>>>
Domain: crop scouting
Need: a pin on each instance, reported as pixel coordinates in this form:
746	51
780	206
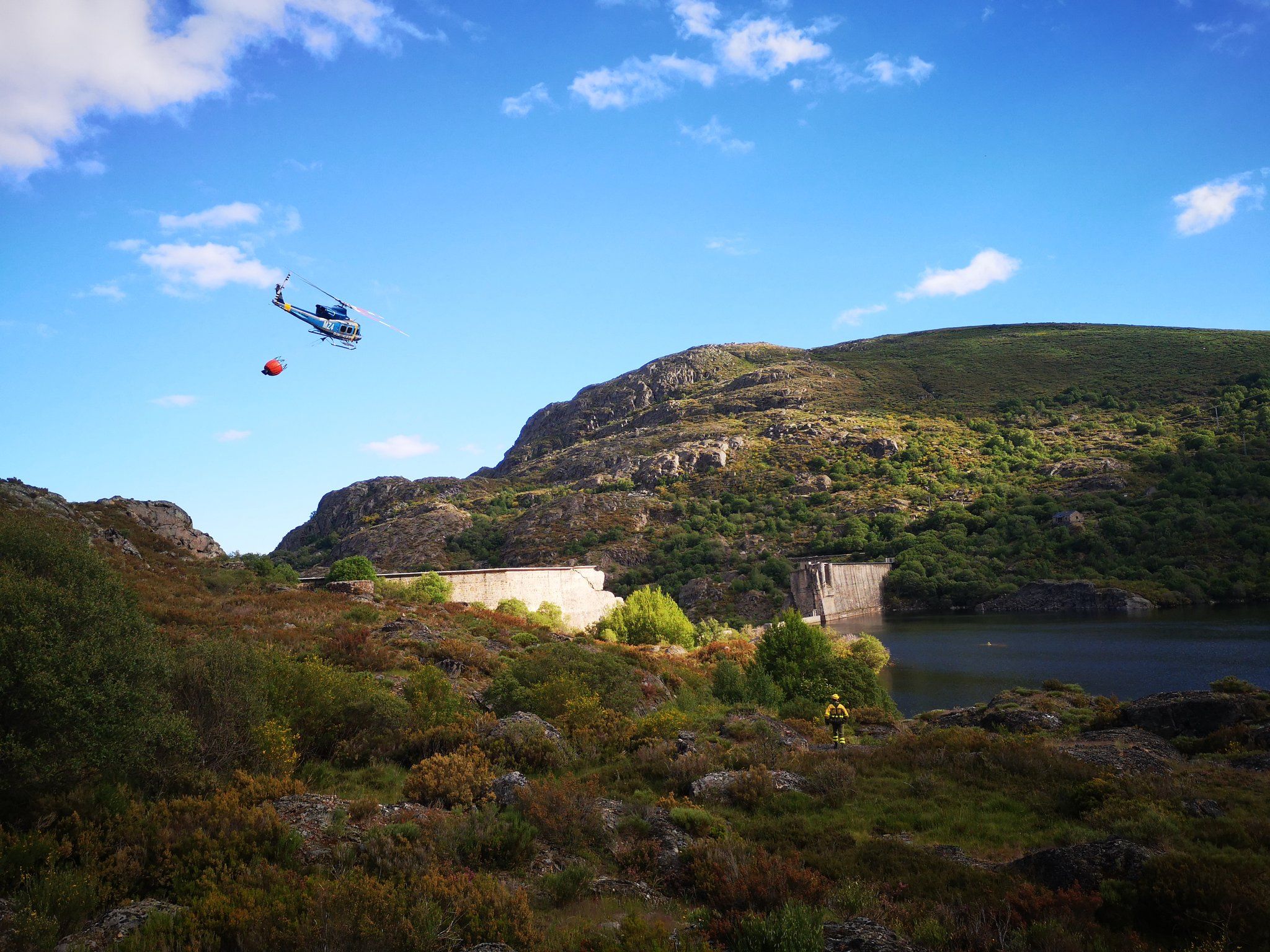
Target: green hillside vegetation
294	770
946	451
<<<
- [Activity]: Beginning with the line in which "Need: a pin" appears, repeat exactly each line down to the close of the material, leaving every picture out.

- [Written response]:
Need: a pin on each instance, reported as pixel coordinates in this form:
746	51
780	206
Target: green hillside vegetation
294	770
946	451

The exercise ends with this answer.